**PROVIDED ENTRIES:**
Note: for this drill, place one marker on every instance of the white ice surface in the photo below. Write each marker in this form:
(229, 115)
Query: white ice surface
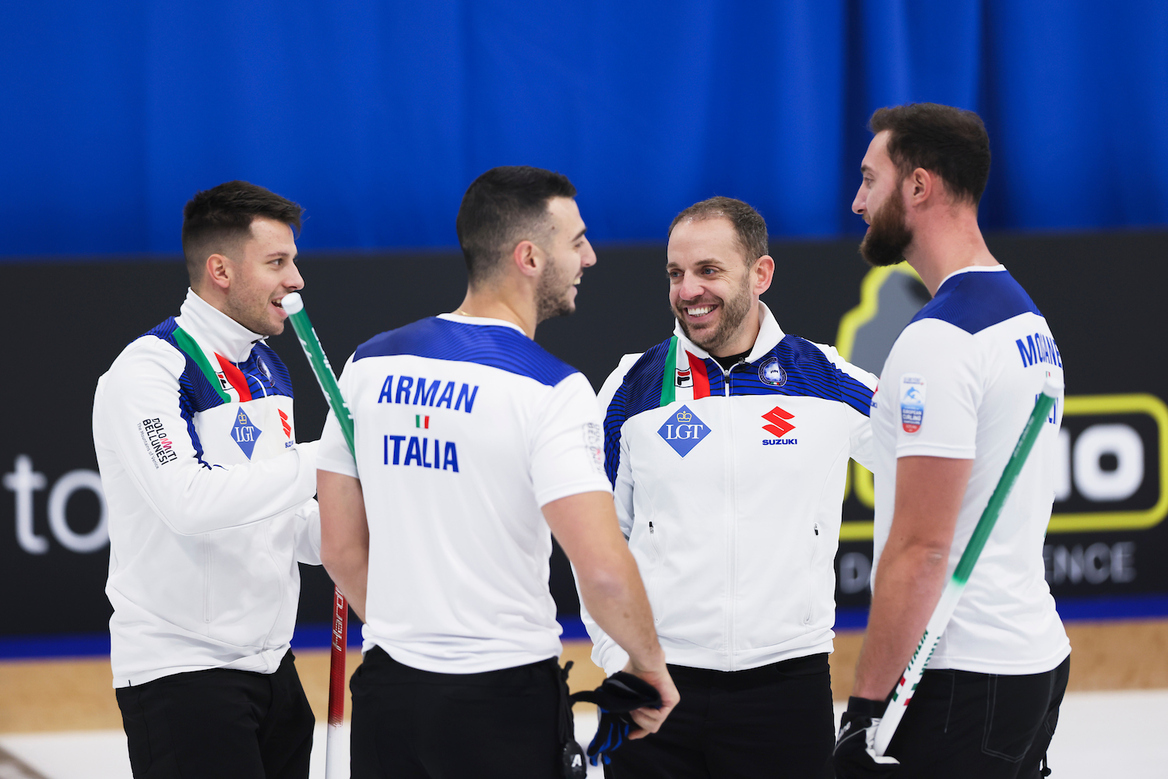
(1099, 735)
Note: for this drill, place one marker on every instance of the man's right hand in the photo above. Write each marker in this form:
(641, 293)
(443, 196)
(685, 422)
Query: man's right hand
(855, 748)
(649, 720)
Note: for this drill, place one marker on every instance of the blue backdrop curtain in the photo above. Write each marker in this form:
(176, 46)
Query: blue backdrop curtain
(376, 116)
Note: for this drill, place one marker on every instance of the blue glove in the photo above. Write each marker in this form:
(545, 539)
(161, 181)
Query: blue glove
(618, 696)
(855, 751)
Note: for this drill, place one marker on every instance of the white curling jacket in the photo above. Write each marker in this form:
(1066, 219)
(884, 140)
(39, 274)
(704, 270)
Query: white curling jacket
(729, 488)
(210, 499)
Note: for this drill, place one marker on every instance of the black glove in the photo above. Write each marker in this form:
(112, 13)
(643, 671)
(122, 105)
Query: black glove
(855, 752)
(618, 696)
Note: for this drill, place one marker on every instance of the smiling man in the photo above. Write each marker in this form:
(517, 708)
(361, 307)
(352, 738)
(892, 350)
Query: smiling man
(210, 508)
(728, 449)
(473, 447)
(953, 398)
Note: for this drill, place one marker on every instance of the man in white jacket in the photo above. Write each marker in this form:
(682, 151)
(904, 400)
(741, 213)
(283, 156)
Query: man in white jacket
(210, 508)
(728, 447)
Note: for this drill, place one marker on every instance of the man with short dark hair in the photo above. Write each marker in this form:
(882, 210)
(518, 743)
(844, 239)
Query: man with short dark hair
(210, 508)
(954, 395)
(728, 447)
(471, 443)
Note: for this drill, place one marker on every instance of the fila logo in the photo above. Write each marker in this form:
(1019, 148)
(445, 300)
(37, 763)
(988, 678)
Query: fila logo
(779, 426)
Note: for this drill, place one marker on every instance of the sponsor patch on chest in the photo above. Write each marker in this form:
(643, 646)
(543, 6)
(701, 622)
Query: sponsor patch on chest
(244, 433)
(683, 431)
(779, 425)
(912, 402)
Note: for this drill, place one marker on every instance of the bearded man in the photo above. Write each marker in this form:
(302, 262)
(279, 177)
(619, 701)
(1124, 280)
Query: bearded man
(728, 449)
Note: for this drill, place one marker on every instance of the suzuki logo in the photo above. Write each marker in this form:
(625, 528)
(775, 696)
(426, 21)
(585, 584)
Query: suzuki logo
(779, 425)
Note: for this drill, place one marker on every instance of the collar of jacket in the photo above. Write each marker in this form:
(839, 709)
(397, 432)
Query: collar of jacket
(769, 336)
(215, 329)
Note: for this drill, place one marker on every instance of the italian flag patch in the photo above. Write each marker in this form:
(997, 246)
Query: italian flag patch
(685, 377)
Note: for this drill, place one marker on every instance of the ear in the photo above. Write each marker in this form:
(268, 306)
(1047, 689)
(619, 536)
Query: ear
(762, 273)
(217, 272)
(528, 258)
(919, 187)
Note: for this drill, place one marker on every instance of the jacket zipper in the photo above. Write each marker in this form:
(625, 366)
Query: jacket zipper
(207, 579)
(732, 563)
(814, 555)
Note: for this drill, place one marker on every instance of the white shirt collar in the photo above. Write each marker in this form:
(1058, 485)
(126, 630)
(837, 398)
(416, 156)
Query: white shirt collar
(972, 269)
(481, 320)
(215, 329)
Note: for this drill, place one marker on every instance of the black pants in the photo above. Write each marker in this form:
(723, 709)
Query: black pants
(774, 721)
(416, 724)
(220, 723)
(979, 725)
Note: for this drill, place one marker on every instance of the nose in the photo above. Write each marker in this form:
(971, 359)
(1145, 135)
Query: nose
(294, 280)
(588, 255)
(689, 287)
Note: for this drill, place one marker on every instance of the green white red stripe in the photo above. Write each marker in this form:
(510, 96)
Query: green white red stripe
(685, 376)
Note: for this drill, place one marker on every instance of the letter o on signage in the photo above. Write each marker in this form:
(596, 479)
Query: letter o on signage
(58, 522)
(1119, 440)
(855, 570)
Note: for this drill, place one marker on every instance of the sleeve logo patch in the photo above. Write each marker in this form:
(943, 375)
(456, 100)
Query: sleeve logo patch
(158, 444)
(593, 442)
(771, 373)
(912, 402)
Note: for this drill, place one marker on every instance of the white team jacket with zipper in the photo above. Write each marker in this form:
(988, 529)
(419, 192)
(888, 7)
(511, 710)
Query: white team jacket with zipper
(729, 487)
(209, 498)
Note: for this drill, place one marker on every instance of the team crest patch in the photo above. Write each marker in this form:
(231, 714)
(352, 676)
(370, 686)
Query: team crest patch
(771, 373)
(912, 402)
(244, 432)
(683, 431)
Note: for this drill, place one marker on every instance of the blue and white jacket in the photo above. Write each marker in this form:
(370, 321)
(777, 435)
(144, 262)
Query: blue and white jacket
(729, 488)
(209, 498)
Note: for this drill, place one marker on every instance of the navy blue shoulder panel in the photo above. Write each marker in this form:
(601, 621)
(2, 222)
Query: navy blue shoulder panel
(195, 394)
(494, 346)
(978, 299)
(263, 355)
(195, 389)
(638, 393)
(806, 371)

--

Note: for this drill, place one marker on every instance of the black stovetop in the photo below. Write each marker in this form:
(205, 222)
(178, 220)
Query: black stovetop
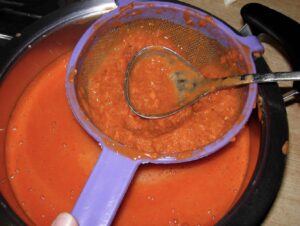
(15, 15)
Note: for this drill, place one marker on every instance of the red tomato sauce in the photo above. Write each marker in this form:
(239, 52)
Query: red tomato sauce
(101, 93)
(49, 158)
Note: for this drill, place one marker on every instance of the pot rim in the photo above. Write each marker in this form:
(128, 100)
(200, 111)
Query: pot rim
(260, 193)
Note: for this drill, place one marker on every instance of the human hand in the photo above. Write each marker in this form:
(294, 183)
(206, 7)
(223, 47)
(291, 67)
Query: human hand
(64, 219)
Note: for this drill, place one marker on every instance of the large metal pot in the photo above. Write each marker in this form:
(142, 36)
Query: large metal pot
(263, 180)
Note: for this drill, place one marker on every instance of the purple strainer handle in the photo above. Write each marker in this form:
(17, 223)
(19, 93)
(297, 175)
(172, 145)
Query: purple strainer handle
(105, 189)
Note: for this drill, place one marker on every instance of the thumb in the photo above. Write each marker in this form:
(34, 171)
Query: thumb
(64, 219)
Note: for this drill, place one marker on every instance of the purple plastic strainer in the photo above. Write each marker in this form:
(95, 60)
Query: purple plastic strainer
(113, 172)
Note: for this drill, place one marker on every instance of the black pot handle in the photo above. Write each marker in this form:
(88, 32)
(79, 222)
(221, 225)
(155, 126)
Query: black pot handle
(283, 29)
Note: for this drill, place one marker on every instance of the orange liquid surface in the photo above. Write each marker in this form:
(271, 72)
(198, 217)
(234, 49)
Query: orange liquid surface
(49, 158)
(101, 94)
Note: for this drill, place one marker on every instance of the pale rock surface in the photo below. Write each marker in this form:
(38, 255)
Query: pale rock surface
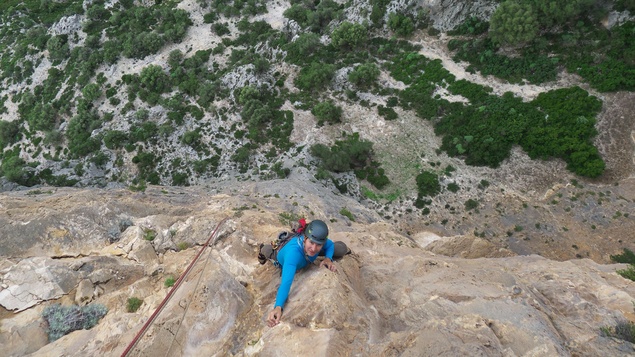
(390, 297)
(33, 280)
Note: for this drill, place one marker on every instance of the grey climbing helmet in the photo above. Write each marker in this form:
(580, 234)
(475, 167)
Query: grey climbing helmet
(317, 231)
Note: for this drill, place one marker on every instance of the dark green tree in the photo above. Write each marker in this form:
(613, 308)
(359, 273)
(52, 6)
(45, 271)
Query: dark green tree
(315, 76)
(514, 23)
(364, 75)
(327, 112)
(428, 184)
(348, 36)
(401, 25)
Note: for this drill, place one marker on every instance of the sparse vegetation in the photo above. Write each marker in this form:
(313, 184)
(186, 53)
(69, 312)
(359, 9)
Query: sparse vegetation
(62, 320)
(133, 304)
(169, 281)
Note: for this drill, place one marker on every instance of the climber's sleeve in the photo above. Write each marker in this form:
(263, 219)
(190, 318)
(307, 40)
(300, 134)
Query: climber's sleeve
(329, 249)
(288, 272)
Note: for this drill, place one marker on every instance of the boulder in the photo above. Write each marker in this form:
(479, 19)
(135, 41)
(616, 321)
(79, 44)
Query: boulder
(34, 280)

**TO DO:**
Take each line of the material above that holds the string "below" and copy it.

**OUTPUT OF THE EXERCISE:**
Note: for this drill, place one marker on every instance of the white ice surface in the photo below. Write each marker in this form:
Note: for this drill, place one marker on every instance of the black stovetop in the photo below. Write each marker in this form:
Note: for this drill, place one marker on every instance of the pale rock surface in the photo below. Write each marker in this form:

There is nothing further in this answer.